[Data to use]
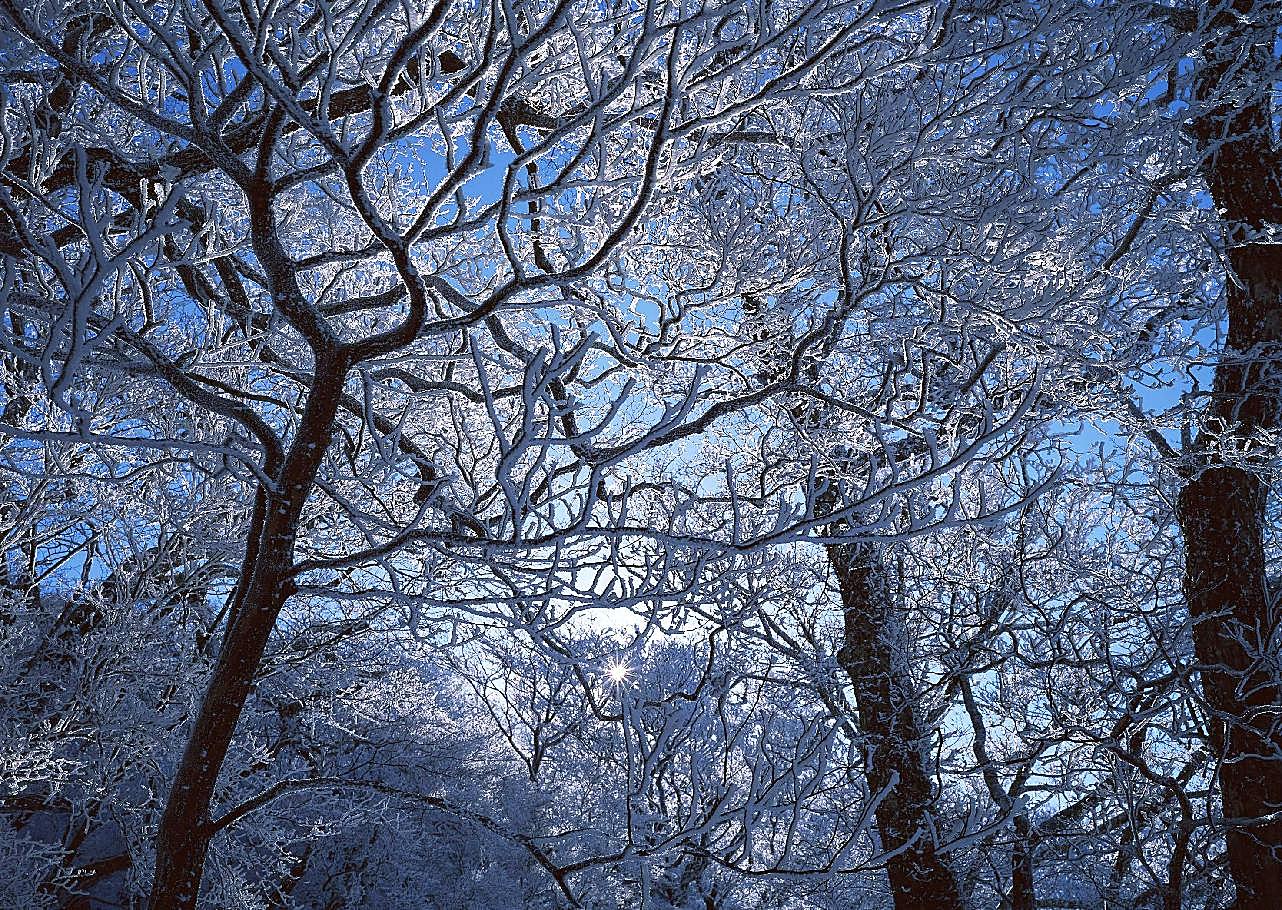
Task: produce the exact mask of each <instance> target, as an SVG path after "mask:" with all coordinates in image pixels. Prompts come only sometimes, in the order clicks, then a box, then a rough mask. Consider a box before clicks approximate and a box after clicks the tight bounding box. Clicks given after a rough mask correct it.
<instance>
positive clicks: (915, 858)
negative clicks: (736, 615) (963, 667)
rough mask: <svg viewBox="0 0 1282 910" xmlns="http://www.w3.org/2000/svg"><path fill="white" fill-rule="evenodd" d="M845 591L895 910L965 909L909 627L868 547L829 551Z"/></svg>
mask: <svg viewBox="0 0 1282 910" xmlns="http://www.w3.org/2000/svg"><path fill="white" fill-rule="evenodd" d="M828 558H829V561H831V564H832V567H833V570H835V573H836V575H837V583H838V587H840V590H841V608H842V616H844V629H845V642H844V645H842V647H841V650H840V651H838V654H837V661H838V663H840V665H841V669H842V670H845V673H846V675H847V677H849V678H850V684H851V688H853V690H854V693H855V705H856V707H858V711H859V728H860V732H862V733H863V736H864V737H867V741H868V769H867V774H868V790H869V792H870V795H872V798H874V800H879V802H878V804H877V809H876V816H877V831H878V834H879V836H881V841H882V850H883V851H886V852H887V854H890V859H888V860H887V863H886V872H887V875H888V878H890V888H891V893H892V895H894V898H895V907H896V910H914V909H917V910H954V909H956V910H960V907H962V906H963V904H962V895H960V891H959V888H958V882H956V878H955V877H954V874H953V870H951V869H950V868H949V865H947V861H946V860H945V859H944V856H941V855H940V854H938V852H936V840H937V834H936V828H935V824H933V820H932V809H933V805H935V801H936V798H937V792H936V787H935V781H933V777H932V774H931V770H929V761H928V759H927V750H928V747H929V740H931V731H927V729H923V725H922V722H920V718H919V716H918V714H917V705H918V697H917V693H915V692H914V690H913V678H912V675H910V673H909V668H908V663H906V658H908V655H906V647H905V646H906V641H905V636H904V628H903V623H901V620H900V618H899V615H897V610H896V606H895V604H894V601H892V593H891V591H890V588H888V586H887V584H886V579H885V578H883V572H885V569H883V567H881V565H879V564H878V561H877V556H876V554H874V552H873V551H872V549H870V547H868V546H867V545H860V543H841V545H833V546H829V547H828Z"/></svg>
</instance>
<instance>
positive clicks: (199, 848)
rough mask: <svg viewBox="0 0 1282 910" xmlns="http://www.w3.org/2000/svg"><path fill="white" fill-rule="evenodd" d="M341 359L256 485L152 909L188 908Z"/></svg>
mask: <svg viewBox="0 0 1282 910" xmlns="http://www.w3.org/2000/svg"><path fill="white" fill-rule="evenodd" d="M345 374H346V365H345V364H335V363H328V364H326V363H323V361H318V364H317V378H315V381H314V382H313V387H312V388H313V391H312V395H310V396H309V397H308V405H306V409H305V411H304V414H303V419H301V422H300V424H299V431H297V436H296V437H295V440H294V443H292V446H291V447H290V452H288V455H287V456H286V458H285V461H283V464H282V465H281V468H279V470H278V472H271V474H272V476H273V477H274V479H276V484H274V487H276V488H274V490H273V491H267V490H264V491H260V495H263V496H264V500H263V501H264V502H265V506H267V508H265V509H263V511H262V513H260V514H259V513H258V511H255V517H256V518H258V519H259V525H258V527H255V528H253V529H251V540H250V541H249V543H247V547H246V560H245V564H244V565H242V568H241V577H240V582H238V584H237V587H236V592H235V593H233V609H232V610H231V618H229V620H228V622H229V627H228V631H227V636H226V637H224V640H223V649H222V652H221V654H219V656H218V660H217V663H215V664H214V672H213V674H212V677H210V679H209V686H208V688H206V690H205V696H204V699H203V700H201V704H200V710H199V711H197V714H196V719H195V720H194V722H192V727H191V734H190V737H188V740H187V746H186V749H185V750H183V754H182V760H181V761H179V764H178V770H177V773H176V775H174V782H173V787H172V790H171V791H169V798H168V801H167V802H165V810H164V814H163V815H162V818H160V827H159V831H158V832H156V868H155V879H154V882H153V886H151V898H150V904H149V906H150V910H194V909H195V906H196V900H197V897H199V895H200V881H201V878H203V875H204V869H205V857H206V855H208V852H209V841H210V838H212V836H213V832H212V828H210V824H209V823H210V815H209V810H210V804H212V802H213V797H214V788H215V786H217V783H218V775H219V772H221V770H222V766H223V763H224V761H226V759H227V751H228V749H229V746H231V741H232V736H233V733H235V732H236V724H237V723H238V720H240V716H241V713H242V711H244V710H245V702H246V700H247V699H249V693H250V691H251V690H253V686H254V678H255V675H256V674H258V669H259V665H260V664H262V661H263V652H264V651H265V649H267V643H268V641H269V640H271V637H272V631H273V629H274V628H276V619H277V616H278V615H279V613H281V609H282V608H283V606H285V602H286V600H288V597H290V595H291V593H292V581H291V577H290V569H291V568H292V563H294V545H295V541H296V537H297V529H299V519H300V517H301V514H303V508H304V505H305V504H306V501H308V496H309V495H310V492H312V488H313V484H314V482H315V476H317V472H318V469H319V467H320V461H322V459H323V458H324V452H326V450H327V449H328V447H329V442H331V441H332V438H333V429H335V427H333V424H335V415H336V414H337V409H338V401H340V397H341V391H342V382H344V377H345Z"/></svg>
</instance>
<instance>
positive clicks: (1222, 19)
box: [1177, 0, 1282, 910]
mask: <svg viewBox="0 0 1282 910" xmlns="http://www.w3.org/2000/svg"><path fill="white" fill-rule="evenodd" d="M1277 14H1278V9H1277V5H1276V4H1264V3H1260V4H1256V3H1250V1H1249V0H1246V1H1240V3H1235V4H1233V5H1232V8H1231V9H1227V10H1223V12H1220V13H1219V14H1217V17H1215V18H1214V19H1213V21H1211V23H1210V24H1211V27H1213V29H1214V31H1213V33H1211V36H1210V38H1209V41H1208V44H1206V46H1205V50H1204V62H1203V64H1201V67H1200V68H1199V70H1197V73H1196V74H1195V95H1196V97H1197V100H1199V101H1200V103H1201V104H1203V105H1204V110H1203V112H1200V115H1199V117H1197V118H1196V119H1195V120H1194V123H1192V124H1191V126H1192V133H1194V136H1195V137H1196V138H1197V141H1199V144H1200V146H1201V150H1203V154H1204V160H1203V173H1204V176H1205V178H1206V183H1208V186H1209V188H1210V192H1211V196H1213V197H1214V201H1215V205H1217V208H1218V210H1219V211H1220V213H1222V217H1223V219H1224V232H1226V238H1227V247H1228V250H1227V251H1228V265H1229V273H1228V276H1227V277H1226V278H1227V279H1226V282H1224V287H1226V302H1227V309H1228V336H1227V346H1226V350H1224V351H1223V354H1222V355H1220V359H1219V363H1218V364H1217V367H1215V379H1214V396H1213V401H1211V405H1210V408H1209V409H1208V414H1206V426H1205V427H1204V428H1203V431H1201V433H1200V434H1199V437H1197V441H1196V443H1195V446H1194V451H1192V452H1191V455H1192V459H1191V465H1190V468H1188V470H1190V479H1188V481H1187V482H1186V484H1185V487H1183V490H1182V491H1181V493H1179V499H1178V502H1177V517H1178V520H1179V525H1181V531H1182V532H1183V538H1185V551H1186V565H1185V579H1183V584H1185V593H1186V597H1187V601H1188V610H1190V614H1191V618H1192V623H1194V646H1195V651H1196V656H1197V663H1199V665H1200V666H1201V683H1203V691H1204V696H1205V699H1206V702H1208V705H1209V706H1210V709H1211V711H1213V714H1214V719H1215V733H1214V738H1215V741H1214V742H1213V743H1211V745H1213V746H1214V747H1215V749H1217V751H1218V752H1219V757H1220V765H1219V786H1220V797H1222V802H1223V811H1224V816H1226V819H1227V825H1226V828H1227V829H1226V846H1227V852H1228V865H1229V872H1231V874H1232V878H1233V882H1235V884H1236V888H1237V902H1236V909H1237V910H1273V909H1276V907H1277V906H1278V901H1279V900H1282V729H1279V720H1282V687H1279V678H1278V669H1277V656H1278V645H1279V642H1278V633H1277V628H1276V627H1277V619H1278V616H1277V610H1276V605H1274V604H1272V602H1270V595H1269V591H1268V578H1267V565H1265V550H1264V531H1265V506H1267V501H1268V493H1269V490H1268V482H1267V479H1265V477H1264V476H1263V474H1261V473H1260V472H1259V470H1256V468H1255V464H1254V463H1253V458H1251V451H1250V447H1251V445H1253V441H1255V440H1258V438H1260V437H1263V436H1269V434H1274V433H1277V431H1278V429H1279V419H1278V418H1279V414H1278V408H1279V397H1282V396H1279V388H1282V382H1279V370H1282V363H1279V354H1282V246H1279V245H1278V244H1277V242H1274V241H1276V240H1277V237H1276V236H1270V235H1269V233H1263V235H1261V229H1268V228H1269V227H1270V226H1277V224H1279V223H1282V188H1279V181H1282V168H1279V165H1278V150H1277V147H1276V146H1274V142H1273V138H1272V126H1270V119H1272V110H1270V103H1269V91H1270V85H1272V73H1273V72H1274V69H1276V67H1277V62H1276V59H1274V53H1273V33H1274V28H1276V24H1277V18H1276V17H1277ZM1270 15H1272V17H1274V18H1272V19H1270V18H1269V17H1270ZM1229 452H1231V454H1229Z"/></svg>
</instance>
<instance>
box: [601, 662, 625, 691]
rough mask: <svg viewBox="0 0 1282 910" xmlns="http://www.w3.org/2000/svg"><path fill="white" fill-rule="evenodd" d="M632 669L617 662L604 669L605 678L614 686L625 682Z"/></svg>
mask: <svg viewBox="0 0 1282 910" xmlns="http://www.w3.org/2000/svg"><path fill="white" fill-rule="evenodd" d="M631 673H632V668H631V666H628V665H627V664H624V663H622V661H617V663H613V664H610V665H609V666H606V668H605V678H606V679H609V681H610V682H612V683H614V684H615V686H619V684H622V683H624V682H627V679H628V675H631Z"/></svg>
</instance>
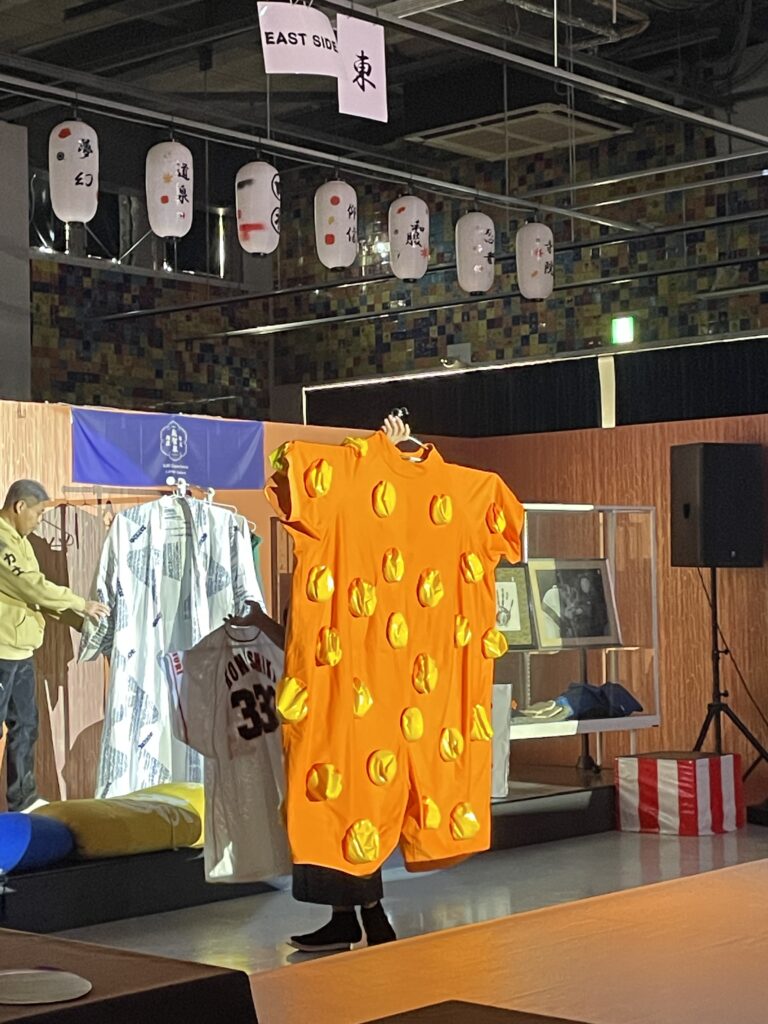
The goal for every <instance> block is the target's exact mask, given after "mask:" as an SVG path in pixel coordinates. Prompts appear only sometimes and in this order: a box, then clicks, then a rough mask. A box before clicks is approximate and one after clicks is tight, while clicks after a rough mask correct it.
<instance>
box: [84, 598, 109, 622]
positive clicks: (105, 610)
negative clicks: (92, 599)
[/Data to use]
### Task goal
The range runs from the line above containing "negative clicks: (736, 615) (963, 667)" to the line containing "positive clicks: (199, 848)", inclusive. Restate those lines word for word and no others.

### Completed exercise
negative clicks: (736, 615) (963, 667)
rough mask: <svg viewBox="0 0 1282 910" xmlns="http://www.w3.org/2000/svg"><path fill="white" fill-rule="evenodd" d="M845 591L895 910L965 909L909 627L868 547L829 551Z"/></svg>
mask: <svg viewBox="0 0 1282 910" xmlns="http://www.w3.org/2000/svg"><path fill="white" fill-rule="evenodd" d="M828 558H829V561H831V564H832V567H833V570H835V573H836V575H837V583H838V587H840V590H841V608H842V616H844V629H845V642H844V645H842V647H841V650H840V651H838V654H837V661H838V663H840V665H841V669H842V670H845V673H846V675H847V677H849V678H850V684H851V688H853V690H854V693H855V705H856V707H858V711H859V728H860V732H862V733H863V736H864V737H867V741H868V769H867V774H868V790H869V792H870V795H872V798H874V800H879V802H878V804H877V809H876V816H877V831H878V834H879V836H881V841H882V850H883V851H886V852H887V854H890V859H888V860H887V863H886V872H887V875H888V878H890V888H891V893H892V895H894V898H895V907H896V910H914V909H917V910H954V909H956V910H960V907H962V906H963V904H962V895H960V891H959V888H958V882H956V878H955V877H954V874H953V870H951V869H950V868H949V865H947V861H946V860H945V859H944V856H941V855H940V854H938V852H936V840H937V834H936V828H935V824H933V820H932V809H933V805H935V801H936V798H937V792H936V787H935V781H933V777H932V774H931V770H929V761H928V759H927V750H928V747H929V740H931V731H927V729H923V725H922V722H920V718H919V716H918V714H917V705H918V697H917V693H915V692H914V690H913V678H912V675H910V673H909V668H908V663H906V658H908V655H906V647H905V646H906V641H905V636H904V628H903V623H901V620H900V618H899V615H897V610H896V606H895V604H894V601H892V593H891V591H890V588H888V586H887V584H886V579H885V578H883V572H885V569H883V567H881V565H879V564H878V561H877V556H876V554H874V552H873V551H872V549H870V547H868V546H867V545H860V543H841V545H833V546H829V547H828Z"/></svg>
</instance>
<instance>
positive clicks: (199, 848)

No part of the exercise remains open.